## [TEXT SEGMENT]
* START *
Using equation (6.24),

**Problem 6.12**

Calculate $\Delta_{r} G^{\ominus}$ for conversion of oxygen to ozone, $3 / 2 \mathrm{O_2}(\mathrm{~g}) \rightarrow \mathrm{O_3}(\mathrm{~g})$ at $298 \mathrm{~K}$. if $K_{p}$ for this conversion is $2.47 \times 10^{-29}$.

**Solution**

We know $\Delta_{r} G^{\ominus}=-2.303 \mathrm{R} T \log K_{p}$ and $\mathrm{R}=8.314 \mathrm{JK}^{-1} \mathrm{~mol}^{-1}$

Therefore,

$\Delta_{r} G^{\ominus}= -2.303 (8.314 J K \left.{ }^{-1} \mathrm{~mol}^{-1}\right) \times(298 \mathrm{~K})\left(\log 2.47 \times 10^{-29}\right)$

$=163000 \mathrm{~J} \mathrm{~mol}^{-1}$

$=163 \mathrm{~kJ} \mathrm{~mol}^{-1}$.

**Problem 6.13**

Find out the value of equilibrium constant for the following reaction at $298 \mathrm{~K}$.

$$ \begin{array}{r} 2 \mathrm{NH_3}(\mathrm{~g})+\mathrm{CO_2}(\mathrm{~g}) \leftrightharpoons \mathrm{NH_2} \mathrm{CONH_2}(\mathrm{aq}) +\mathrm{H_2} \mathrm{O}(\mathrm{l}) \end{array} $$

Standard Gibbs energy change, $\Delta_{r} G^{\ominus}$ at the given temperature is $-13.6 \mathrm{~kJ} \mathrm{~mol}^{-1}$.

**Solution**

We know, $\log K=\frac{-\Delta_{r} G^{\ominus}}{2.303 \mathrm{R} T}$

$$ \begin{aligned} & =\frac{\left(-13.6 \times 10^{3} \mathrm{~J} \mathrm{~mol}^{-1}\right)}{2.303\left(8.314 \mathrm{JK}^{-1} \mathrm{~mol}^{-1}\right)(298 \mathrm{~K})} \\ & =2.38 \end{aligned} $$

Hence $K=$ antilog $2.38=2.4 \times 10^{2}$.

**Problem 6.14**

At $60^{\circ} \mathrm{C}$, dinitrogen tetroxide is 50 per cent dissociated. Calculate the standard free energy change at this temperature and at one atmosphere.

**Solution**

$\mathrm{N_2} \mathrm{O_4}(\mathrm{~g}) \rightleftharpoons 2 \mathrm{NO_2}(\mathrm{~g})$

If $\mathrm{N_2} \mathrm{O_4}$ is $50 %$ dissociated, the mole fraction of both the substances is given by

$$ \begin{aligned} & x_{\mathrm{N_2} \mathrm{O_4}}= \frac{1-0.5}{1+0.5}: x_{\mathrm{NO_2}}=\frac{2 \times 0.5}{1+0.5} \\ & p_{\mathrm{N_2} \mathrm{O_4}}=\frac{0.5}{1.5} \times 1 \mathrm{~atm}, p_{\mathrm{NO_2}}= \\ & \frac{1}{1.5} \times 1 \mathrm{~atm} . \end{aligned} $$

The equilibrium constant $K_{p}$ is given by $K_{p}=\frac{\left(p_{\mathrm{NO_2}}\right)^{2}}{p_{\mathrm{N_2} \mathrm{O_4}}}=\frac{1.5}{(1.5)^{2}(0.5)}$

$=1.33 \mathrm{~atm}$.
* END *
## [EXERCISE INSTRUCTIONS]
Reproduce verbatim the part of the Gibbs energy worked problems starting with "Hence $K=$ antilog" and going on through "at one atmosphere.". The material after this point comes from a separate, unrelated source.

## [DATASET SECTION]
* START *
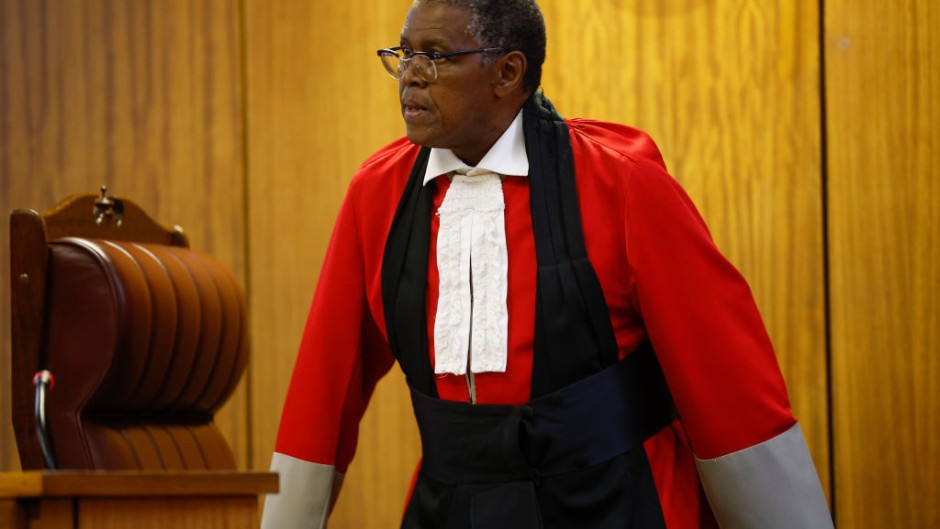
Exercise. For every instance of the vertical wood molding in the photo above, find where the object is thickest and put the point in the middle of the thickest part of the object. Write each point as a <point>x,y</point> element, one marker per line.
* END *
## [TASK ANSWER]
Hence $K=$ antilog $2.38=2.4 \times 10^{2}$.

**Problem 6.14**

At $60^{\circ} \mathrm{C}$, dinitrogen tetroxide is 50 per cent dissociated. Calculate the standard free energy change at this temperature and at one atmosphere.